(STATED PROBLEM) Copy the stretch of the summer research assistant call below from "If interested, please" through "your scientific development!", word for word.

2018 Call for Summer Research Assistants

The Peterson Marine Community Ecology Lab is seeking to interview and select eight to ten (8 – 10) highly motivated volunteer research assistants for summer 2018 to work on several dissertation and monitoring projects. Research hours can be used towards research credit hours with Dr. Bradley Peterson. (High school students, please take note: the minimum age to be considered for a volunteer position with us is 17).

Volunteers will be asked to commit at least two days per week from late May/June through August. Exact starting and end dates are negotiable.

We specifically look for people who are comfortable and enjoy being outdoors, especially in the field on boats and in the water. Volunteers should be in good physical shape and enjoy hands-on work. Ability to swim is a requirement. Certified divers are strongly encouraged to apply.

If interested, please send your CV/resume and a list of available meeting times to Diana Chin and Stephen Heck (diana.chin@stonybrook.edu, heck.stephen@gmail.com). Please note that it is unlikely that you will work exclusively on one project, though you might work primarily on one or two. We think that exploring a variety of research questions and methods is essential to your scientific development!

Summer Research Topics:

Steve Heck: predator-prey interactions among fish, crabs, and bivalves

Steve will be researching how black sea bass influence trophic cascades that govern the survival of bivalves such as blue mussels and bay scallops. Experiments will be conducted both in mesocosm tanks at the Stony Brook University Southampton Marine Station as well as in the field in Shinnecock Bay, NY.

Alyson Lowell: seagrasses and ocean acidification

Alyson will employ a myriad of field and laboratory approaches to investigate how carbon dioxide enrichment affects carbonate chemistry in seagrass communities and whether seagrasses will serve as a refuge for marine organisms in a high CO2 world. Students working with her will be exposed to exciting field and laboratory techniques and will be taught to run successful ocean acidification experiments. Volunteers who are field oriented and SCUBA certified are encouraged.

Kaitlyn O’Toole: water quality and bio-optical modeling

This summer Kaitlyn will be continuing work on a bio-optical model (generally having to do with how much light reaches the bottom of the water column), which will be used to target feasible areas of seagrass restoration. This involves plenty of fieldwork in both Peconic and Great South Bay: water sampling weekly, SCUBA transect dives for site characteristics, productivity and epiphyte measurements in seagrass, sediment sampling, tidal/wave current velocity measurements, and drone imagery of seagrass sites. Kaitlyn is typically out on the water 1-3 times a week, depending on the weather. You will learn how to collect and filter whole water samples, use the equipment to measure water column properties, learn about and snorkel (or SCUBA if certified) around seagrass, learn sampling techniques for seagrass, water, and sediments, and obtain boating experience.

(DATASET ROWS)

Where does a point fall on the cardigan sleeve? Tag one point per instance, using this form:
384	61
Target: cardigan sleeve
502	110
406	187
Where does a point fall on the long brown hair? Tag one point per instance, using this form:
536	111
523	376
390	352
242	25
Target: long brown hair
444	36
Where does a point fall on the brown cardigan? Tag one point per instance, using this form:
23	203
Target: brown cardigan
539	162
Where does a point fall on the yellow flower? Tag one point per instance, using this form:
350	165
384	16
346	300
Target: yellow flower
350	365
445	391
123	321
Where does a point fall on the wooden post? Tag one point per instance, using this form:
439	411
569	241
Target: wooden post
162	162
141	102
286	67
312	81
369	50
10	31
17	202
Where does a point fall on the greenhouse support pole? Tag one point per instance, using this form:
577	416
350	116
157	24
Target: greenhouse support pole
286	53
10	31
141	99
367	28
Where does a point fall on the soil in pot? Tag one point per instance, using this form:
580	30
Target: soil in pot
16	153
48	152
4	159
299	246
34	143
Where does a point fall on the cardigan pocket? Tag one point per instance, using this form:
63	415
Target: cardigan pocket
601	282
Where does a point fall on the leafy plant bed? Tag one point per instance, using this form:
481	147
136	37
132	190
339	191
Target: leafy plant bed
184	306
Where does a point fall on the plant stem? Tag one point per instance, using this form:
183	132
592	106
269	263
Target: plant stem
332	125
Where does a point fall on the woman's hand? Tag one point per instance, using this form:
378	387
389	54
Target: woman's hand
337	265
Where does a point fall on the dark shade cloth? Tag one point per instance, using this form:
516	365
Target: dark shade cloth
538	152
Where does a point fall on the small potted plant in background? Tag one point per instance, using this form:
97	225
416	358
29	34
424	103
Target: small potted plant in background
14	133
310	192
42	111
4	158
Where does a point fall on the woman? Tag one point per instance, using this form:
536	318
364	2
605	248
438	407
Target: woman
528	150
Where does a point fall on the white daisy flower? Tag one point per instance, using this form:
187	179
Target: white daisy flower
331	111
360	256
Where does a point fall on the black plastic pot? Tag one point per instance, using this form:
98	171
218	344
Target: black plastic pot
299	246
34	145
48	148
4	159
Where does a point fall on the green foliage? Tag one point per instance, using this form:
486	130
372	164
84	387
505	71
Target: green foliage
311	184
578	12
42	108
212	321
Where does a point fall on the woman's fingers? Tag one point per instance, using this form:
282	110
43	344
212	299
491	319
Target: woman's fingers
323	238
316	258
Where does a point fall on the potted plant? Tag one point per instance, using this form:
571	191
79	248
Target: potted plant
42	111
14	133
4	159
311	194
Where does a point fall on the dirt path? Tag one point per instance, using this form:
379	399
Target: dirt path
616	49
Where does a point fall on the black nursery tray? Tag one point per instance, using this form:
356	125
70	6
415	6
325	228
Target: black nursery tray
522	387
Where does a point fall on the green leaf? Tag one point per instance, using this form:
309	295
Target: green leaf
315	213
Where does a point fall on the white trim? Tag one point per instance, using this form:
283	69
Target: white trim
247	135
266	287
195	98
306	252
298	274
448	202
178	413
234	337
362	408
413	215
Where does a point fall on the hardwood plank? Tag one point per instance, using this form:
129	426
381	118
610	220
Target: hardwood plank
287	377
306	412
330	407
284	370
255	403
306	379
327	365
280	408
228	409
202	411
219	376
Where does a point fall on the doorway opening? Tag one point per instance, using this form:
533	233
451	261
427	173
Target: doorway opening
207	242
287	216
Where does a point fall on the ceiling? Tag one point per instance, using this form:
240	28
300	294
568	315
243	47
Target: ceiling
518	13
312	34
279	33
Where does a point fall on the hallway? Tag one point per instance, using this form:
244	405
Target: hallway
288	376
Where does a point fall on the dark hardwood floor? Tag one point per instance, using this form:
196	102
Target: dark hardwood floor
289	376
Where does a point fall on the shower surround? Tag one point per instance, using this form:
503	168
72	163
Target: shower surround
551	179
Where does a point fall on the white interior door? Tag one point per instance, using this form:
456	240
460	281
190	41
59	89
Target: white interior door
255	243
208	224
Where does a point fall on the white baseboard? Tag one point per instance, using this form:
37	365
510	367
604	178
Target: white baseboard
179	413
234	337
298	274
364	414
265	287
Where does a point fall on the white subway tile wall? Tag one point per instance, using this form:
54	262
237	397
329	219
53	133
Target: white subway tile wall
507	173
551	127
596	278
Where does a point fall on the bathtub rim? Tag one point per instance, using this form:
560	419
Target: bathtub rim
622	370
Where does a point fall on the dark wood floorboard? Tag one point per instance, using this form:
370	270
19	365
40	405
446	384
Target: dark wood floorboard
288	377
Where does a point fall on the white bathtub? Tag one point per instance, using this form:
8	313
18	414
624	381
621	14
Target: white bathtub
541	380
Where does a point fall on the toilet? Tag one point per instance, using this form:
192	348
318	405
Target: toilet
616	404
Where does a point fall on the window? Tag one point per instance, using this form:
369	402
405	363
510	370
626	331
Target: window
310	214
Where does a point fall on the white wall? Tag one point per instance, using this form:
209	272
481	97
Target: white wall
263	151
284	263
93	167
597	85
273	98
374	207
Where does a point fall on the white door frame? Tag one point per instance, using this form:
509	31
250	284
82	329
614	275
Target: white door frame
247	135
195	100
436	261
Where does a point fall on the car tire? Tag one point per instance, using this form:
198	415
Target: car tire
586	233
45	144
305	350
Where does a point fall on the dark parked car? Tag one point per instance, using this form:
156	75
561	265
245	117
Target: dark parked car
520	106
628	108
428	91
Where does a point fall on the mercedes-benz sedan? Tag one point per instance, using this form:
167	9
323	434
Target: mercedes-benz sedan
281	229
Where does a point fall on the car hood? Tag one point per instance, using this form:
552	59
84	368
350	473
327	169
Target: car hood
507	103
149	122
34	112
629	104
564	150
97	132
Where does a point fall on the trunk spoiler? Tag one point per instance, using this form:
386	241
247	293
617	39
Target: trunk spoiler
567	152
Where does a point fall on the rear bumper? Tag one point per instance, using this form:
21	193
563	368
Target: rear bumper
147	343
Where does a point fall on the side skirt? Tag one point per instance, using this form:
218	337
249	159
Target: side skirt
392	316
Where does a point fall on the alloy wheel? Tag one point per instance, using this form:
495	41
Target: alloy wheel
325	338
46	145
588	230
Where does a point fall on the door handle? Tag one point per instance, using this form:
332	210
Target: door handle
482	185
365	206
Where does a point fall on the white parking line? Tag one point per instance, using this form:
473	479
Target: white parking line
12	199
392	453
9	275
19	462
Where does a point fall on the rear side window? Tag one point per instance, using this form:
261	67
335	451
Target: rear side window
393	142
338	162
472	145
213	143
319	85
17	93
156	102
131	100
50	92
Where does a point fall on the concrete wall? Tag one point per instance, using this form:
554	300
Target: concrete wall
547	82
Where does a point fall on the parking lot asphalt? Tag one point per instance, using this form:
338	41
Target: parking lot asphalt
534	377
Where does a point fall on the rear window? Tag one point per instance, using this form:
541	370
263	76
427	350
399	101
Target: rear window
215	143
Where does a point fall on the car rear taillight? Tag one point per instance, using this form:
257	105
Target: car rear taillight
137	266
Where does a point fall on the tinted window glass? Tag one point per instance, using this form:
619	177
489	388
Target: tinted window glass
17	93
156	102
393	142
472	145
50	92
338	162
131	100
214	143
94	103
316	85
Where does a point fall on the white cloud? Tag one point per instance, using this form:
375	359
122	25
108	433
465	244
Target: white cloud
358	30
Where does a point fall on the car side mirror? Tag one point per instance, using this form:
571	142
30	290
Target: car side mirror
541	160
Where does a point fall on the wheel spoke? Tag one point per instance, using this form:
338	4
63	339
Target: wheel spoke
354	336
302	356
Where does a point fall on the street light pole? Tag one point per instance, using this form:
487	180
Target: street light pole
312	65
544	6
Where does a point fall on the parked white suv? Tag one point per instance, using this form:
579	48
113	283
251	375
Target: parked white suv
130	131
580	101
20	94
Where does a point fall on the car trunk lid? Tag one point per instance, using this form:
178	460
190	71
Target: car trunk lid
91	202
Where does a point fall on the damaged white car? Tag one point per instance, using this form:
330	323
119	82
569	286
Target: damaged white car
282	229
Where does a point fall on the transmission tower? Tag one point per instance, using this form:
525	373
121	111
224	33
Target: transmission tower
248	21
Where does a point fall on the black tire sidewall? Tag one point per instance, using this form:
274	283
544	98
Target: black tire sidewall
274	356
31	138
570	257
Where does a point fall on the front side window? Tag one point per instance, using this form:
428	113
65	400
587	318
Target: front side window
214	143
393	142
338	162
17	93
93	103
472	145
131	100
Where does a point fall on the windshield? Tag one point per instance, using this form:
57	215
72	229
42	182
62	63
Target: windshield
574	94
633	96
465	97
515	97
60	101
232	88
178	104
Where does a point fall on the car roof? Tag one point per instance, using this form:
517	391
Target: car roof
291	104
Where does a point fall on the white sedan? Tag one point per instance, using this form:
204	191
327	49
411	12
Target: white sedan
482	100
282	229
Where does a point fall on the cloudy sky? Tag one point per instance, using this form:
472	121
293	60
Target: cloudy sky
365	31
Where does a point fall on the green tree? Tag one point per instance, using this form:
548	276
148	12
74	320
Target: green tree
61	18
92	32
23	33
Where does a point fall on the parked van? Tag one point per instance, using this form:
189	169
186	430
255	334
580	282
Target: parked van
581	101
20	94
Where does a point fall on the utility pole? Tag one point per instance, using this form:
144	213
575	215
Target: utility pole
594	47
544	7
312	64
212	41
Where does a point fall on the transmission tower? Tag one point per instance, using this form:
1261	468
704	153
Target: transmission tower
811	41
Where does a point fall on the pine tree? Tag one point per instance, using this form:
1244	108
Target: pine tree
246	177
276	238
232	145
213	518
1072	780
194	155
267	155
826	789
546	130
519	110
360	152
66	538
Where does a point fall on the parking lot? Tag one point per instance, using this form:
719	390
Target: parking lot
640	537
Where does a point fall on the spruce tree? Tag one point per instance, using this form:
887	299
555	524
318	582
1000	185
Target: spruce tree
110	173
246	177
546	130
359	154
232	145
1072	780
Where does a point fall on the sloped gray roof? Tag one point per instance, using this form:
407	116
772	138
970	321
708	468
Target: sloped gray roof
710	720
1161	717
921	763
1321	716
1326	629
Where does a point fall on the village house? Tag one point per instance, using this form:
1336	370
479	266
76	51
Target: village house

(EXPECTED OUTPUT)
If interested, please send your CV/resume and a list of available meeting times to Diana Chin and Stephen Heck (diana.chin@stonybrook.edu, heck.stephen@gmail.com). Please note that it is unlikely that you will work exclusively on one project, though you might work primarily on one or two. We think that exploring a variety of research questions and methods is essential to your scientific development!